◆ Short exercise: Take the line that contains "mark the foreground" as the first line and the final line of the records as the last; return exactly those lines and the lines between.
• • • • •
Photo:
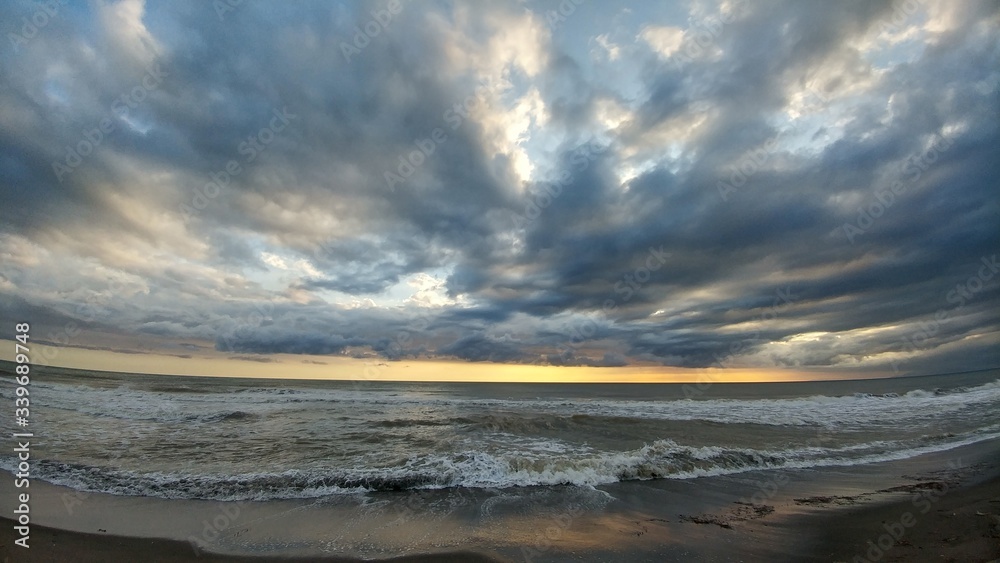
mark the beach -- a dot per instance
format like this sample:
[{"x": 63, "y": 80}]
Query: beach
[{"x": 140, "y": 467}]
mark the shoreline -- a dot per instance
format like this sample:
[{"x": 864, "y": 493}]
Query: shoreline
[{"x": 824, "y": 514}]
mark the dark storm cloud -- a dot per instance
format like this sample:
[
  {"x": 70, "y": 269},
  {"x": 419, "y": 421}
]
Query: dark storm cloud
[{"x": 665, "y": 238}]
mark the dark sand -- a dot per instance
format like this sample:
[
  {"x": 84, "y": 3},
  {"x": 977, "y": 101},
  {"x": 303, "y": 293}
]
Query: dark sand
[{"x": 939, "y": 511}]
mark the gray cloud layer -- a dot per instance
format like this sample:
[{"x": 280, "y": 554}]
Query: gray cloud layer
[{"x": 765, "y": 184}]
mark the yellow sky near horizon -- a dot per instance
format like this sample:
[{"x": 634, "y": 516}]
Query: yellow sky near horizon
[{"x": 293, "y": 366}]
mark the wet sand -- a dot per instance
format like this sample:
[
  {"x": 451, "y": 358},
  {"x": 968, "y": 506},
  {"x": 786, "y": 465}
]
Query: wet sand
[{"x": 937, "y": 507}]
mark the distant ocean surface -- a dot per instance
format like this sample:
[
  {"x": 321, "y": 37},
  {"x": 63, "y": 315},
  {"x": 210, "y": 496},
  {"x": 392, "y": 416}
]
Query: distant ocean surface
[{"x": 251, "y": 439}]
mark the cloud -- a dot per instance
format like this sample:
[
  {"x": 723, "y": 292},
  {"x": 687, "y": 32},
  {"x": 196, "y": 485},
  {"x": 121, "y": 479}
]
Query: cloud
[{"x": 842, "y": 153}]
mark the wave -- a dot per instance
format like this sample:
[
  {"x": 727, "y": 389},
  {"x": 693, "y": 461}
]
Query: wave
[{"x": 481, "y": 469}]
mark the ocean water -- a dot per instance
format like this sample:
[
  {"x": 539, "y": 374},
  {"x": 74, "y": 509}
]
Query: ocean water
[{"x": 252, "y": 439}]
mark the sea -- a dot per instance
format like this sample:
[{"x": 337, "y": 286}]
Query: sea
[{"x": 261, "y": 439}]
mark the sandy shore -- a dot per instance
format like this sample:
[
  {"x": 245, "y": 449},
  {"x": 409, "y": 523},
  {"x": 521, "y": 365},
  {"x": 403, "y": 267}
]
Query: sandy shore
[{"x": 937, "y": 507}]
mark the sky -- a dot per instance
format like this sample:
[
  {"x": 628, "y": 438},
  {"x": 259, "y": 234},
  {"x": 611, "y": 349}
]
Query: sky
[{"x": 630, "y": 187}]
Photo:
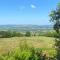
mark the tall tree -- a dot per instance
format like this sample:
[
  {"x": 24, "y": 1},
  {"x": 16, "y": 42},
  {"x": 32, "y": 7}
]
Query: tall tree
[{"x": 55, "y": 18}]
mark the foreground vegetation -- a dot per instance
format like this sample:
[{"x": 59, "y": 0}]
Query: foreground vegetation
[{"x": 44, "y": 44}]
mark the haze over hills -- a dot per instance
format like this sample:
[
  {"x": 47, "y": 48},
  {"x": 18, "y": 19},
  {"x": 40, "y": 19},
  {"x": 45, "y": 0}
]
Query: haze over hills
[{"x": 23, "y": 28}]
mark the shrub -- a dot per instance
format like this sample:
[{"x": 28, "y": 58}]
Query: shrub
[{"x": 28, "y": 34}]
• • • • •
◆ Solution:
mark the foreground vegetation -- a dot per instance
format like this sample:
[{"x": 59, "y": 0}]
Query: foreground vegetation
[{"x": 44, "y": 44}]
mark the haze over hills -- a dot per instance
format like this sample:
[
  {"x": 47, "y": 48},
  {"x": 18, "y": 19},
  {"x": 40, "y": 19},
  {"x": 45, "y": 0}
]
Query: haze over hills
[{"x": 23, "y": 28}]
mark the shrub -- a dot per instance
format like this sample:
[{"x": 28, "y": 58}]
Query: shrub
[{"x": 28, "y": 34}]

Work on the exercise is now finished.